## WHAT THE TASK ASKS
Could you output all of the records below exactly as they appear?

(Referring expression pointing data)
============

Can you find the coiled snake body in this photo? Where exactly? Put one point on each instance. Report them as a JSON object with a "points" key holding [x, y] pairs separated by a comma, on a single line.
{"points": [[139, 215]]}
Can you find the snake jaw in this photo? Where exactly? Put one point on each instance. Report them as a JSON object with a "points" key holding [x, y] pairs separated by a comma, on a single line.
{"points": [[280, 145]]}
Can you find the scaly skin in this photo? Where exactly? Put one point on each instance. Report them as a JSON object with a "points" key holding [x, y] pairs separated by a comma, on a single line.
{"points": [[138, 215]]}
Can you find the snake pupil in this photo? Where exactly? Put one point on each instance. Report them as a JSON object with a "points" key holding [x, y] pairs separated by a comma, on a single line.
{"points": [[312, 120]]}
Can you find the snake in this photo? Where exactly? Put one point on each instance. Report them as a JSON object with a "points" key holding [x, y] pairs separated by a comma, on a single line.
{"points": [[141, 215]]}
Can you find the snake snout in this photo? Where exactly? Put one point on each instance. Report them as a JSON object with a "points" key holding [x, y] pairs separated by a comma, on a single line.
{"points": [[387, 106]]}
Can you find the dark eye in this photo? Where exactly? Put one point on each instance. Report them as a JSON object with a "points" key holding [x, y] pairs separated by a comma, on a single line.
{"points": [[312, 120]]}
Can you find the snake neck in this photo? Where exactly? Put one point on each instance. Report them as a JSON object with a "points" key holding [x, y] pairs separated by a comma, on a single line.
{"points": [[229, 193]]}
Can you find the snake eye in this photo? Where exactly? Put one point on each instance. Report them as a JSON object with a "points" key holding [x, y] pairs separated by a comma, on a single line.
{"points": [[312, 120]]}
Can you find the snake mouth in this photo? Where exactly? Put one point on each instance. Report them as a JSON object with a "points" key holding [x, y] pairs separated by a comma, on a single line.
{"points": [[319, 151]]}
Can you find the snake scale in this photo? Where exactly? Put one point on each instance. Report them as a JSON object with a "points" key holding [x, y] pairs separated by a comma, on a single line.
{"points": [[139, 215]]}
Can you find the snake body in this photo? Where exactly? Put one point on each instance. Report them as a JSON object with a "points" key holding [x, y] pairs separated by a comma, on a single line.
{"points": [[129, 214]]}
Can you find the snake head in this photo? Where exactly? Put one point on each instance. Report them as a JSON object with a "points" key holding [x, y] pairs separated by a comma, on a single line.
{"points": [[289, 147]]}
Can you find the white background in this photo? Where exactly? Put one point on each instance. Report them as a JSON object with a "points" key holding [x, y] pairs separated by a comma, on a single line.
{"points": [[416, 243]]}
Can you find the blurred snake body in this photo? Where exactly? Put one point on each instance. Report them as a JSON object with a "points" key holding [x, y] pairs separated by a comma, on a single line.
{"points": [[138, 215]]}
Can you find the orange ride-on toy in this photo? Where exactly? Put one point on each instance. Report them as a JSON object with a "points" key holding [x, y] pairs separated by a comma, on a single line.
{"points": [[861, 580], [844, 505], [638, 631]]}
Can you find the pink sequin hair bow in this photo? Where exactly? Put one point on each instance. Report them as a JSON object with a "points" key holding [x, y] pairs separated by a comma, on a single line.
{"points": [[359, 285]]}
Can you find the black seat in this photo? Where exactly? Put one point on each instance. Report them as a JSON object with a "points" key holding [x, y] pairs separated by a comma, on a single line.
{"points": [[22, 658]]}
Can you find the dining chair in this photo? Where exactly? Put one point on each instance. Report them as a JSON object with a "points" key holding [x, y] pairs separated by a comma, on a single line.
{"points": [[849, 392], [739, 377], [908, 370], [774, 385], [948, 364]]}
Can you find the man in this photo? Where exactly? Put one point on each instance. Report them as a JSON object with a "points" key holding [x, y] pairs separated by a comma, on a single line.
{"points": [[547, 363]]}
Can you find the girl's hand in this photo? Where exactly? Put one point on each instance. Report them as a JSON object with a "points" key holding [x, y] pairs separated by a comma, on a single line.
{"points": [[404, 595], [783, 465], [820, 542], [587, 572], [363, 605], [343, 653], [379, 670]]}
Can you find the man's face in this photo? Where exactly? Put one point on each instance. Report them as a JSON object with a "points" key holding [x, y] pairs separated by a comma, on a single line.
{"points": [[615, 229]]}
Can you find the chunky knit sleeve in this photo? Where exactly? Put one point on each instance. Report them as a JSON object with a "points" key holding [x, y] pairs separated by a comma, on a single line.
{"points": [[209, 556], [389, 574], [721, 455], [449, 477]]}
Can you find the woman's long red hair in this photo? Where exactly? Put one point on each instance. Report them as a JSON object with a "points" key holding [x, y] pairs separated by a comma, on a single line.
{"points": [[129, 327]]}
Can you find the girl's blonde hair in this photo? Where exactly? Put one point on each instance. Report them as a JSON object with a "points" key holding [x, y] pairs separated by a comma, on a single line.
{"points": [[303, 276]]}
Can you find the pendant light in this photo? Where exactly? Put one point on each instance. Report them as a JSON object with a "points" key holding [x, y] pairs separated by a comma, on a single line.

============

## RESULT BELOW
Can you find the coiled snake body in this photo? Where exactly? Put one point on each instance. Report them as a JSON object with a "points" key holding [x, y] pairs separated by a comma, on a single line.
{"points": [[139, 215]]}
Can you find the snake jaw in this photo? Where exactly? Put one point on each instance. Report them as a JSON object with a "points" key holding [x, y] pairs separated by a comma, on a single line.
{"points": [[280, 145]]}
Can you find the scaly skin in this photo? Where exactly? Put one point on each instance. Report them as a JSON object with a "points" key holding [x, y] pairs separated by a comma, on a single line.
{"points": [[138, 215]]}
Can you find the snake pupil in this photo? Where exactly? Put one point on each instance. Report them as a JSON object with a "points" key holding [x, y] pairs separated by a comma, on a single line.
{"points": [[312, 120]]}
Can you find the snake in this photo? Where exactly? Put one point on each instance. Report them as a JSON object with a "points" key holding [x, y] pairs separated by a comma, on a single line.
{"points": [[141, 215]]}
Can you find the snake snout in this photo? Where exactly? Put one point on each instance. Report them as a JSON object with a "points" key holding [x, y] pairs separated by a comma, on a single line.
{"points": [[387, 106]]}
Can you find the dark eye in this photo? Where exactly? Put one point on each instance. Report them as a JSON object with a "points" key holding [x, y] pairs separated by a comma, on a single line.
{"points": [[312, 120]]}
Can you find the snake neck in this photo? Where exactly? Put one point on each instance. Report them as a JSON object with a "points" key holding [x, y] pairs separated by a comma, on a single line.
{"points": [[229, 193]]}
Can you find the snake eye in this photo? Where exactly? Put one point on each instance. Report them as a JSON object with a "points" key holding [x, y] pairs separated by a comma, on a single line.
{"points": [[312, 120]]}
Can you find the snake mouth in this photo? Where exactly? Put one point on each instance. Report them as a JSON object with a "points" key holding [x, y] pairs separated by a comma, on a single line.
{"points": [[319, 151]]}
Can you find the snake scale in this photo? Where exactly? Put one point on each instance. Report them as a JSON object with a "points" key holding [x, y] pairs separated by a comma, on a single line.
{"points": [[139, 215]]}
Can you find the snake body in this photo? Where exactly? Put one point on each instance. Report them as a JSON object with a "points" key holding [x, y] pairs separated by a comma, on a single line.
{"points": [[129, 214]]}
Can you find the snake head in this photo? Where exactly? Put one point on each instance. Report them as a JSON object with a "points" key holding [x, y] pairs separated by a comma, on a single line.
{"points": [[289, 147]]}
Can you find the white background in this photo? Where exactly? Put one point on each instance. Report them as a JSON object with a "points" key holding [x, y] pairs separated by a comma, on a single line.
{"points": [[416, 243]]}
Can you find the blurred snake body in this photo? Where exactly? Put one point on each instance. Report them as a JSON object with a "points" key holding [x, y] pairs separated by a comma, on a single line.
{"points": [[138, 215]]}
Can you find the orange ride-on toy in this photo? Where exactly? Put one point on each instance. Report them as a JSON object with a "points" key holding [x, y] pairs separated by a comma, on a single line.
{"points": [[861, 580], [844, 505], [638, 631]]}
Can you find the pink sequin hair bow in this photo? Where exactly? Put one point on each instance. Report them as a JSON object with a "points" key holding [x, y] pairs separated by a comma, on a single line.
{"points": [[359, 285]]}
Can you find the black seat in this photo? Where exactly? Put one point on each instance. Report them as a JSON object with a "points" key holding [x, y] pairs separated by a comma, on a single line.
{"points": [[22, 658]]}
Can you find the dining chair in this photo? Where exactly? Put one point on each instance. Report them as a JSON object with a "points" key holding [x, y] pairs separated by a comma, on a single line.
{"points": [[849, 392], [739, 377], [908, 370], [774, 385], [948, 364]]}
Can you find the man in this photo? Where exactly? Put one point on each instance. Report them as a JSON object with a "points" key holding [x, y] pairs separated by a comma, on a single line.
{"points": [[547, 363]]}
Can you find the girl's hand in this photo? Where exactly? Put one point on each instance. Report them as a JSON object with a "points" key holding [x, y] pairs separated by a comma, on a single line.
{"points": [[404, 595], [783, 465], [820, 542], [587, 572], [363, 605], [343, 653], [379, 670]]}
Can you find the man's face in this photo? Where exactly? Put one point on each instance. Report them as a JSON object with a "points" key holding [x, y] pairs separated by a comma, on a single line.
{"points": [[615, 229]]}
Can you find the chunky knit sleeve in this photo? Where exactly? Put one point on each instance. Report them as a JSON object with a "points" key holding [x, y] pairs separated by a comma, on a single line.
{"points": [[209, 556], [389, 574], [721, 455], [449, 477]]}
Can you find the woman's long red hair in this photo? Where exactly? Put one point on each instance. Report them as a JSON object with a "points" key holding [x, y] pairs separated by a comma, on a single line.
{"points": [[129, 327]]}
Can you find the girl's blonde hair in this photo? Where exactly? Put one point on each instance. Report them as a JSON object with a "points" key holding [x, y] pairs separated by a comma, on a single line.
{"points": [[303, 276]]}
Can you find the pendant light in this photo? Where exactly? Put one point on each instance. Report them as a JSON object with a "points" key holding [x, y] pairs separated by a comma, on a single line.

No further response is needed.